MATERIAL FOR THIS EXERCISE =
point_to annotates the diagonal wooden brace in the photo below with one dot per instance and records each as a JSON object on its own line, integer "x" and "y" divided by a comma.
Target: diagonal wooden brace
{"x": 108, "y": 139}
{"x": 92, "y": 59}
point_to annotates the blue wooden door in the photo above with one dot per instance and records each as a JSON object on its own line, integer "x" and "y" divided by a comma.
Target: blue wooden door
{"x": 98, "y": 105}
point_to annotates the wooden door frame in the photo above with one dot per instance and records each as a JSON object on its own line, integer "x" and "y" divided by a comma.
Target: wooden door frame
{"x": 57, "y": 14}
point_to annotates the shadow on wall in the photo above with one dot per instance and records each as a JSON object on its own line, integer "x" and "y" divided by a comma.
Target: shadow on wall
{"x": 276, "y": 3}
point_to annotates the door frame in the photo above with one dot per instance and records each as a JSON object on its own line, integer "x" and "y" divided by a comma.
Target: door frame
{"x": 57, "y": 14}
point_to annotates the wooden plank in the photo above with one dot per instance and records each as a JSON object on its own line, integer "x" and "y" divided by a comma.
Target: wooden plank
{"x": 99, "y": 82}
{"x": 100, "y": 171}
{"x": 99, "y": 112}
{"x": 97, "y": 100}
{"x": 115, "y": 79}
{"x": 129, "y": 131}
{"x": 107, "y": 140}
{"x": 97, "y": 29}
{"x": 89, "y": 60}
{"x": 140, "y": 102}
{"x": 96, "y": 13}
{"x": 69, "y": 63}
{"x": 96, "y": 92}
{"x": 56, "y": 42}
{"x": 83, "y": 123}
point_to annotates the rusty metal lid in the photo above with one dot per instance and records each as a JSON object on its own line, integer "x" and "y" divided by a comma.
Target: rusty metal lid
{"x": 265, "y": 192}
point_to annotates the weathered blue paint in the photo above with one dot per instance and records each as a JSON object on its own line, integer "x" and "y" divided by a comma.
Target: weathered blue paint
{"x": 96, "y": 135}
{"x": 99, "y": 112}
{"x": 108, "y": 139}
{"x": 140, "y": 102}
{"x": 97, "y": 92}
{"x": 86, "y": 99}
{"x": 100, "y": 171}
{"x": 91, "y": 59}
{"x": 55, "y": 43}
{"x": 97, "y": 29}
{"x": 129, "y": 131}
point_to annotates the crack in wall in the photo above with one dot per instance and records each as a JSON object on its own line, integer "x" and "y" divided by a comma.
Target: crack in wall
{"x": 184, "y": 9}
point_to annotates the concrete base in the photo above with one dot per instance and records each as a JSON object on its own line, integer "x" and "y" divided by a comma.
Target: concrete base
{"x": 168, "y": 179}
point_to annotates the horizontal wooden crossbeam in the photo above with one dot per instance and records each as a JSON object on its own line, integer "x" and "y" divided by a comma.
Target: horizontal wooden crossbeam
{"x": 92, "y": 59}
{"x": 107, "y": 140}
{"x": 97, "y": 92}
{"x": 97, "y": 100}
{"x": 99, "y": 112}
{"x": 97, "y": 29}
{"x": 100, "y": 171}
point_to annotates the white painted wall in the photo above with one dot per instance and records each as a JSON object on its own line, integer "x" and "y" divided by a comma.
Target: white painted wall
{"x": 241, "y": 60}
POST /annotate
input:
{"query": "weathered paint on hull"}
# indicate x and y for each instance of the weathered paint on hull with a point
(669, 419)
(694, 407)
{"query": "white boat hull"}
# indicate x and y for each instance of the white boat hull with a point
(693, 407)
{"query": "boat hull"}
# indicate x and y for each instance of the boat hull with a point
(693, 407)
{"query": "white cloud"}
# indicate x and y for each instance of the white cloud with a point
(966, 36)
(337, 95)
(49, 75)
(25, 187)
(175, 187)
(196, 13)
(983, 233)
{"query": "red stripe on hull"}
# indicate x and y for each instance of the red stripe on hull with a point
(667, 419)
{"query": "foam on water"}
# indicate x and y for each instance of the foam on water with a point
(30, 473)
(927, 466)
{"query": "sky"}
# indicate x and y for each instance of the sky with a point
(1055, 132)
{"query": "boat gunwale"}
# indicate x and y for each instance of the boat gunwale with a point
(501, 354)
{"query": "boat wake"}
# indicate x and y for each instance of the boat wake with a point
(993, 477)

STATED TASK =
Extract the full listing above without altering anything.

EXPECTED ANSWER =
point_to annotates the diagonal wooden brace in the photo below with one dot per instance and records each as a JSON object on its own line, integer "x" and "y" divided by a comma.
Target: diagonal wooden brace
{"x": 108, "y": 139}
{"x": 92, "y": 59}
point_to annotates the blue wooden door in the photo above with one dot per instance and records each as a JSON object on its own line, integer "x" and "y" divided by a comma.
Target: blue wooden door
{"x": 98, "y": 105}
point_to annotates the wooden door frame in the photo above with one dot per instance and records each as a JSON object on its own line, integer "x" and "y" divided by a comma.
Target: wooden door frame
{"x": 57, "y": 14}
point_to annotates the shadow on wall in the photo above with one dot per instance and records each as a JSON object on its own line, integer "x" and "y" divided by a comma.
Target: shadow on wall
{"x": 276, "y": 3}
point_to annotates the door frame in the photo above with one dot per instance and records each as a JSON object on its own line, integer "x" and "y" divided by a comma.
Target: door frame
{"x": 57, "y": 14}
point_to annotates the wooden plank in the photo above with one dot per instance and records each as a JSON object on its own line, integer "x" and "y" divided by a comma.
Target: wooden plank
{"x": 99, "y": 82}
{"x": 100, "y": 171}
{"x": 99, "y": 112}
{"x": 97, "y": 100}
{"x": 115, "y": 79}
{"x": 129, "y": 131}
{"x": 107, "y": 140}
{"x": 97, "y": 29}
{"x": 89, "y": 60}
{"x": 140, "y": 102}
{"x": 96, "y": 13}
{"x": 69, "y": 63}
{"x": 96, "y": 92}
{"x": 56, "y": 42}
{"x": 83, "y": 123}
point_to annotates the rusty metal lid in the photo above with one dot per instance and records each as a JSON object on its own line, integer "x" and "y" divided by a comma.
Target: rusty metal lid
{"x": 265, "y": 192}
point_to annotates the weathered blue paint in the photo above with one dot per instance and records each as a JSON object on its own line, integer "x" and "y" divided by a comma.
Target: weathered blue paint
{"x": 96, "y": 135}
{"x": 99, "y": 112}
{"x": 108, "y": 139}
{"x": 140, "y": 102}
{"x": 97, "y": 92}
{"x": 86, "y": 99}
{"x": 100, "y": 171}
{"x": 91, "y": 59}
{"x": 55, "y": 43}
{"x": 97, "y": 29}
{"x": 129, "y": 131}
point_to annotates the crack in wall in the photo above with one dot per instance and records each as a JSON object on its own line, integer "x" and "y" divided by a comma.
Target: crack in wall
{"x": 184, "y": 9}
point_to annotates the concrete base in the photo above with one dot per instance and records each as a JSON object on its own line, integer "x" and "y" divided by a comma.
Target: concrete base
{"x": 168, "y": 179}
point_to annotates the horizontal wooden crossbeam in the photo above with one dot per instance and records each as a JSON object on its own line, integer "x" and "y" divided by a comma.
Target: horizontal wooden crossbeam
{"x": 92, "y": 59}
{"x": 107, "y": 140}
{"x": 97, "y": 92}
{"x": 97, "y": 100}
{"x": 99, "y": 112}
{"x": 97, "y": 29}
{"x": 100, "y": 171}
point_to annotates the white painted wall in the photo above with one dot per instance and records each as a JSON object on its own line, integer "x" and "y" divided by a comma.
Target: white painted wall
{"x": 241, "y": 60}
POST /annotate
input:
{"query": "weathered paint on hull"}
# indicate x and y for each instance of the weathered paint on hull with a point
(669, 419)
(694, 407)
{"query": "white boat hull"}
# indicate x and y for each instance of the white boat hull with a point
(693, 407)
{"query": "boat hull"}
# indicate x and y for each instance of the boat hull with a point
(693, 407)
{"query": "white cloud"}
# indicate x and y for each instance of the white cloud with a point
(966, 36)
(337, 95)
(49, 75)
(25, 187)
(175, 187)
(196, 13)
(983, 233)
{"query": "red stripe on hull"}
# indicate x and y for each instance of the red stripe on hull with a point
(667, 419)
{"query": "foam on water"}
# indicate x and y for each instance of the foam on water with a point
(30, 473)
(927, 466)
{"query": "sky"}
# indicate x and y for each instance of the sky with a point
(1055, 132)
{"query": "boat gunwale"}
# indicate x and y for each instance of the boat gunwale with a point
(501, 354)
{"query": "boat wake"}
# indicate x and y for each instance of the boat wake with a point
(993, 477)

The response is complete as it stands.